* STATED TASK A
Select every line of the listing below that contains the string "Target", treating uppercase and lowercase as different, and copy those lines out.

Reznor’s decision seems to reflect his “steal my music” views from earlier this past May, according to billboard.biz. Reznor had sounded off on Universal Music Group for their initial pricing for Year Zero.
Here’s the blog post from billboard.biz:
May 14, 2007
Nine Inch Nails’ Trent Reznor sounds off on music pricing and packaging on his blog. He particularly rails against the pricing of the new “Year Zero” album in Australia, where is it selling for the equivalent of almost US$30.
“Shame on you UMG,” he writes about his label, Universal Music Group. “No wonder people steal music.”
He also is against repackaging singles as a tactic for increasing multiple sales. “Nothing but a consumer rip-off that I’ve been talked into my whole career. No more.”
Reznor and Radiohead are now two of the well-known artists to be free of agents. The fans have been excited, as seen through digg.com, stereogum.com, techcrunch.com, and musicblog.ugo.com.

* SOURCE DATA
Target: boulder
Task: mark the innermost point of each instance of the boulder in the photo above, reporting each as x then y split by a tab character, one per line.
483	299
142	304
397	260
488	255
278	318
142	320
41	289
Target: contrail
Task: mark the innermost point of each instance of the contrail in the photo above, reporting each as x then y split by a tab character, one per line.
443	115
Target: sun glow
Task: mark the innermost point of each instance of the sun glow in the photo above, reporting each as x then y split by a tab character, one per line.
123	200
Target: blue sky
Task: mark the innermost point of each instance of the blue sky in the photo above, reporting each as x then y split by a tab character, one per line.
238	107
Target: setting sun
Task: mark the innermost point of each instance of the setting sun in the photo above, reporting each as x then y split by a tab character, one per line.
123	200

* STATED TASK B
Extend the passage above about Trent Reznor's complaints over music pricing, starting right after its last sentence.

* OUTPUT A
Target: boulder
Target: contrail
Target: sun glow
Target: blue sky
Target: setting sun

* OUTPUT B
Via ninhotline.net (due to lack of archival retrieval after a newer post is created), Trent’s blog post can be read here:
Hello everyone. I’ve waited a LONG time to be able to make the following announcement: as of right now Nine Inch Nails is a totally free agent, free of any recording contract with any label. I have been under recording contracts for 18 years and have watched the business radically mutate from one thing to something inherently very different and it gives me great pleasure to be able to finally have a direct relationship with the audience as I see fit and appropriate. Look for some announcements in the near future regarding 2008. Exciting times, indeed.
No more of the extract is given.